TASK INSTRUCTIONS: Update the data below by replacing "For every instance" with "For each occurrence" everywhere and keeping everything else the same. Leave the pictures out of your answer.

MATERIAL FOR THE TASK:
— START —
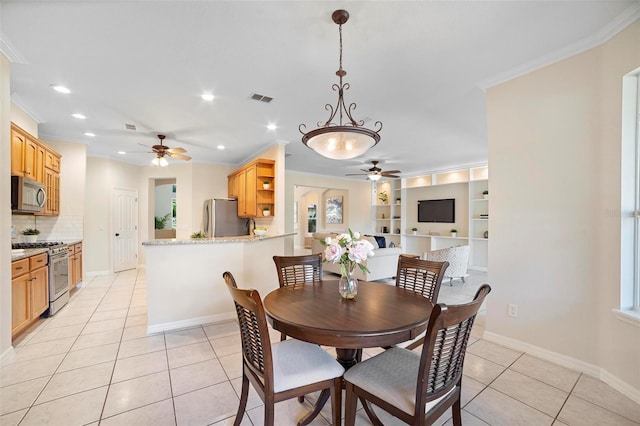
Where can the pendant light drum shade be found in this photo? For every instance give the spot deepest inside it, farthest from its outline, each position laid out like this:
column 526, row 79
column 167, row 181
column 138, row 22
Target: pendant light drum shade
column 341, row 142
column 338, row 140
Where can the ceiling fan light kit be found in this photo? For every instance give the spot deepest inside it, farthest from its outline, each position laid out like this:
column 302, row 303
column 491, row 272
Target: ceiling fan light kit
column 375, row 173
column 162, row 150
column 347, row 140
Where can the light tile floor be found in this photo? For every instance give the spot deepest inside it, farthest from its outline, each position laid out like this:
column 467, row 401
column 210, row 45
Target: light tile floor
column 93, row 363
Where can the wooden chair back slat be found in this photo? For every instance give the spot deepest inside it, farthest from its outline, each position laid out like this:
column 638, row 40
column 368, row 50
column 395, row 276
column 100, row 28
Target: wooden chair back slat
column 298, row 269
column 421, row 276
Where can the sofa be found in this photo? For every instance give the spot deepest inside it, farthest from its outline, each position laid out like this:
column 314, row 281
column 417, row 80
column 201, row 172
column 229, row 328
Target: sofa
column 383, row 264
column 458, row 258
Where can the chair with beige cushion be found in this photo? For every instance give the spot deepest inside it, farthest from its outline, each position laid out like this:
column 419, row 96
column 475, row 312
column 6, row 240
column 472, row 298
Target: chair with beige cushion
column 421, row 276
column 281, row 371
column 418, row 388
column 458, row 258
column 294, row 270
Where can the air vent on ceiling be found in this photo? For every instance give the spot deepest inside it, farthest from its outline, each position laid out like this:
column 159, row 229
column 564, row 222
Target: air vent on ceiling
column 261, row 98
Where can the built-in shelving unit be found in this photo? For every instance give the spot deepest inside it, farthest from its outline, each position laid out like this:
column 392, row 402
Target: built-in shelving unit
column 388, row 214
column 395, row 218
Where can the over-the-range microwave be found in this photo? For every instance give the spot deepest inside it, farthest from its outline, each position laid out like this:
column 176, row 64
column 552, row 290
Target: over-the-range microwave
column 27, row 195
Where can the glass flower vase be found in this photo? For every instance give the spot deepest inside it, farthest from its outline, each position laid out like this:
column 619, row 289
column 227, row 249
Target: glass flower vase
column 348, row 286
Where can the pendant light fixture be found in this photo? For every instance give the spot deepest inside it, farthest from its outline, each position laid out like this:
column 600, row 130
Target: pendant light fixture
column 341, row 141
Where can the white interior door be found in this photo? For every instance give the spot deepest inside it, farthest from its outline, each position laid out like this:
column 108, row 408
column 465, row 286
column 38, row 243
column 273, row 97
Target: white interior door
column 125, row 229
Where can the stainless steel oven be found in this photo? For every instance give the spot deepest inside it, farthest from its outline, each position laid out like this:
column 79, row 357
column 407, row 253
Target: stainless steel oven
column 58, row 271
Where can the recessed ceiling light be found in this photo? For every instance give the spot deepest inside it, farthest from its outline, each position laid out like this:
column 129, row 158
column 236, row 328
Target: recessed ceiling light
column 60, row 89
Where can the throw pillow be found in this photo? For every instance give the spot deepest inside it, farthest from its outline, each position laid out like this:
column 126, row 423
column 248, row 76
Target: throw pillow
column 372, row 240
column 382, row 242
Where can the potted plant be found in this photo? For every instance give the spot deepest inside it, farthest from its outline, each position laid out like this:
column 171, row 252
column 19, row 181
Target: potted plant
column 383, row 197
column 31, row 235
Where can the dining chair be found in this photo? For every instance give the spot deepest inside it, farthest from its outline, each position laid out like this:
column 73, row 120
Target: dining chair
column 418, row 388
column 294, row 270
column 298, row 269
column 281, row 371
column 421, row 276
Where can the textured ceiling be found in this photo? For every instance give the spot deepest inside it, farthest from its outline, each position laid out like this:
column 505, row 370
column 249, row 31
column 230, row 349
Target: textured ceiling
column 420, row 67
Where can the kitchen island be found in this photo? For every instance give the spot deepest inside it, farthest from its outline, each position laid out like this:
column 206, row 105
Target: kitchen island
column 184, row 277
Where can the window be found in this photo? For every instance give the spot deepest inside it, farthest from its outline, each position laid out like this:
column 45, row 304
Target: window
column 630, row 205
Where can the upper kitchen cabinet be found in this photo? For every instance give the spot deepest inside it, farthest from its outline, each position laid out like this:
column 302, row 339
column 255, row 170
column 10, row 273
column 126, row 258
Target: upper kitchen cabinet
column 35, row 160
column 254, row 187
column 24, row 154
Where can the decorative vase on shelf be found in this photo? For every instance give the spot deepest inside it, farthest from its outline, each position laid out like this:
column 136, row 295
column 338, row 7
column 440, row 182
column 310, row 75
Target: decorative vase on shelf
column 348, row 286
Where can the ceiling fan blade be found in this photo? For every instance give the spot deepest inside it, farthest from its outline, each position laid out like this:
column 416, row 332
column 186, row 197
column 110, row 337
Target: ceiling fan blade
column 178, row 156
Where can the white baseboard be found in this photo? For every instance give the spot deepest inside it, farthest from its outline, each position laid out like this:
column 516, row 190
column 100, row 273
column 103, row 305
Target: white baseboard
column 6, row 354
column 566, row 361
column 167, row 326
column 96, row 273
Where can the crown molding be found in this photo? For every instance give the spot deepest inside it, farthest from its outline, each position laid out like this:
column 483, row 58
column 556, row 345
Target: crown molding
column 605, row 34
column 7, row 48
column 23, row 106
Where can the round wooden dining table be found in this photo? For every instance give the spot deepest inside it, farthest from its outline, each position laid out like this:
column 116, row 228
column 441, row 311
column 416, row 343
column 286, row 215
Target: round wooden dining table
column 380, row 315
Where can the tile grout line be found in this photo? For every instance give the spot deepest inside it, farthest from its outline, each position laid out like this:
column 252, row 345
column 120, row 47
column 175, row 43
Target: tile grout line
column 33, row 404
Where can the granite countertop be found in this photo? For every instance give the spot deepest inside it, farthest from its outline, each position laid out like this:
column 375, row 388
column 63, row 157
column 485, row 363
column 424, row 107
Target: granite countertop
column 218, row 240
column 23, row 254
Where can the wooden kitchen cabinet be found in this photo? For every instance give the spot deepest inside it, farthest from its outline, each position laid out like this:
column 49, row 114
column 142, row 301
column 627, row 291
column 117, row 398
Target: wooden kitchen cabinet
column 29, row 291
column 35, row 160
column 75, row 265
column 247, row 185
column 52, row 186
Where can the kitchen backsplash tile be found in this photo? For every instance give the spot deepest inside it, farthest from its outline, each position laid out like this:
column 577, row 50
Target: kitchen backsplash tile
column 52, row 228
— END —
REPLY:
Where can the pendant light drum shade be found in this photo? For each occurrence give the spot deepest inside it, farthest from its outline, each position laid out like this:
column 526, row 79
column 167, row 181
column 138, row 22
Target: pendant light drum shade
column 341, row 142
column 338, row 140
Where can the ceiling fan light kit be found in this photo? For each occurrence give the spot deepest inside it, farthest from its outline, each position laid out like this:
column 302, row 303
column 491, row 272
Target: ceiling fan light kit
column 375, row 173
column 162, row 150
column 347, row 140
Where can the light tile floor be found in this photo? For each occurrence give the spot deepest inside it, farthest from its outline, each position laid out like this:
column 467, row 401
column 210, row 45
Target: light tile floor
column 93, row 363
Where can the wooden chair back slat be found in this photo? For each occurrence give the spot deepest inside it, farthest from its outline, each position laid out like this:
column 638, row 40
column 368, row 50
column 395, row 276
column 100, row 28
Target: wooden chair back slat
column 298, row 269
column 421, row 276
Where can the sofa be found in this photo? For each occurrence give the spot deepest inside it, farthest from its outline, each position laid out like this:
column 314, row 281
column 417, row 80
column 201, row 172
column 229, row 328
Target: sofa
column 383, row 264
column 458, row 258
Where can the chair with beige cushion be found in this photo? For each occurrence give the spot deepest inside it, farthest from its outline, each position laid out like this:
column 419, row 96
column 475, row 312
column 6, row 240
column 472, row 298
Target: chair with beige cushion
column 421, row 276
column 281, row 371
column 418, row 388
column 458, row 258
column 294, row 270
Where can the air vent on ceiling be found in this photo? For each occurrence give the spot deepest inside it, farthest from its outline, each position laid out like this:
column 159, row 229
column 564, row 222
Target: air vent on ceiling
column 261, row 98
Where can the built-in shelving unit be found in this photo? For each occurrence give the spot deepest inside it, farthest from its outline, each position laid out like this:
column 392, row 402
Target: built-in shelving unit
column 388, row 214
column 395, row 218
Where can the over-the-range microwave be found in this photo? For each occurrence give the spot deepest inside it, farthest from its outline, each position laid out like this:
column 176, row 64
column 552, row 290
Target: over-the-range microwave
column 27, row 195
Where can the glass flower vase be found in this photo? For each occurrence give the spot deepest inside it, farthest from its outline, each position laid out like this:
column 619, row 289
column 227, row 249
Target: glass flower vase
column 348, row 286
Where can the pendant light fixture be found in this photo? For each occurrence give the spot deepest inside it, farthest from its outline, each position laid out like this:
column 600, row 130
Target: pendant light fixture
column 341, row 141
Where can the white interior door be found in this photo? For each occurrence give the spot deepest inside it, farthest from its outline, each position laid out like this:
column 108, row 408
column 465, row 286
column 38, row 243
column 273, row 97
Target: white interior door
column 125, row 229
Where can the stainless steel oven be found in this photo? For each occurrence give the spot deepest inside it, farthest from its outline, each position laid out like this:
column 79, row 357
column 407, row 253
Target: stainless steel oven
column 58, row 271
Where can the recessed ceiling light be found in this photo? For each occurrence give the spot deepest inside it, farthest from its outline, each position laid out like this:
column 129, row 158
column 236, row 328
Target: recessed ceiling light
column 60, row 89
Where can the throw pillow be found in this photo? For each occurrence give the spot deepest inside it, farthest from its outline, each position laid out like this:
column 126, row 423
column 248, row 76
Target: throw pillow
column 372, row 240
column 382, row 242
Where can the potted plant be found in this photo? For each occurrence give the spot deepest inside it, farthest from its outline, each position laid out like this:
column 171, row 252
column 19, row 181
Target: potted plant
column 383, row 197
column 31, row 235
Where can the dining chair be found in this photo? For each occurrence give the spot deepest inside it, farthest from its outline, each position laid out like this:
column 73, row 120
Target: dining chair
column 418, row 388
column 294, row 270
column 298, row 269
column 281, row 371
column 421, row 276
Where can the textured ceiling be found in this photo? For each occurrence give the spot deepest inside it, farthest from its outline, each position laid out like this:
column 505, row 370
column 249, row 31
column 230, row 349
Target: textured ceiling
column 420, row 67
Where can the kitchen island be found in this photo? For each occurrence give the spot deepest inside it, farthest from its outline, each position laid out like this:
column 206, row 105
Target: kitchen island
column 184, row 277
Where can the window be found in this photo? For each occurrence give the spot deepest inside it, farthest from its outline, each position laid out like this:
column 45, row 304
Target: window
column 630, row 205
Where can the upper kitchen cabinet be found in this photo? For each occurrence give the spot deepest inside it, farthest from its outline, each position laid out like this:
column 302, row 339
column 255, row 170
column 10, row 273
column 126, row 258
Target: upper kitchen cabinet
column 35, row 160
column 254, row 187
column 24, row 154
Where can the decorative vase on shelf be found in this photo? For each occurrence give the spot deepest inside it, farthest from its outline, each position laid out like this:
column 136, row 295
column 338, row 7
column 440, row 182
column 310, row 75
Target: decorative vase on shelf
column 348, row 286
Where can the ceiling fan blade be found in this photo? For each occurrence give the spot deepest inside it, farthest from its outline, each position laid out like this:
column 416, row 332
column 186, row 197
column 110, row 337
Target: ceiling fan blade
column 178, row 156
Where can the white baseboard be found in this photo? For each occurrence give the spot deepest inside it, farthest from its outline, each position laid out like this:
column 516, row 190
column 100, row 273
column 103, row 305
Target: white baseboard
column 6, row 354
column 566, row 361
column 167, row 326
column 96, row 273
Where can the crown molding be found in this photo? For each occurrence give the spot deepest inside it, farthest from its outline, each position laid out like this:
column 483, row 58
column 556, row 345
Target: crown molding
column 605, row 34
column 7, row 48
column 23, row 106
Where can the round wooden dining table be found in this photo? For each occurrence give the spot deepest inside it, farthest from its outline, each position laid out like this:
column 116, row 228
column 441, row 311
column 416, row 343
column 286, row 215
Target: round wooden dining table
column 380, row 315
Where can the tile grout line be found in this photo? For each occurrence give the spot deepest inside it, farthest from its outline, each position laid out like this:
column 252, row 345
column 120, row 47
column 175, row 43
Target: tile grout line
column 33, row 404
Where can the granite countertop be found in this photo? For each occurrence give the spot deepest inside it, farthest from its outline, each position laid out like this:
column 375, row 388
column 63, row 157
column 485, row 363
column 424, row 107
Target: granite countertop
column 218, row 240
column 23, row 254
Where can the wooden kitchen cabinet be found in this photo? For each occurrence give the spot deepest inside it, farthest from its outline, each position laid out like this:
column 49, row 114
column 142, row 301
column 627, row 291
column 117, row 398
Target: wooden kitchen cabinet
column 29, row 291
column 35, row 160
column 75, row 265
column 247, row 185
column 52, row 186
Where can the kitchen backsplash tile be found in this photo? For each occurrence give the spot deepest inside it, farthest from its outline, each position laid out like this:
column 577, row 50
Target: kitchen backsplash tile
column 52, row 228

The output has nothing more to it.